## [Data section]
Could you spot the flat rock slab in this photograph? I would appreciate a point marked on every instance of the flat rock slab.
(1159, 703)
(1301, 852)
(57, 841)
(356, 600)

## [Task]
Rewrite the listing above, changing every occurrence of "flat rock slab" to "stone slab" and keeping everything else the same.

## [Right answer]
Could you spot the stone slab in this photograph? I would appreciate a point marked on every instance of the stone slab.
(1159, 703)
(1301, 852)
(57, 841)
(356, 600)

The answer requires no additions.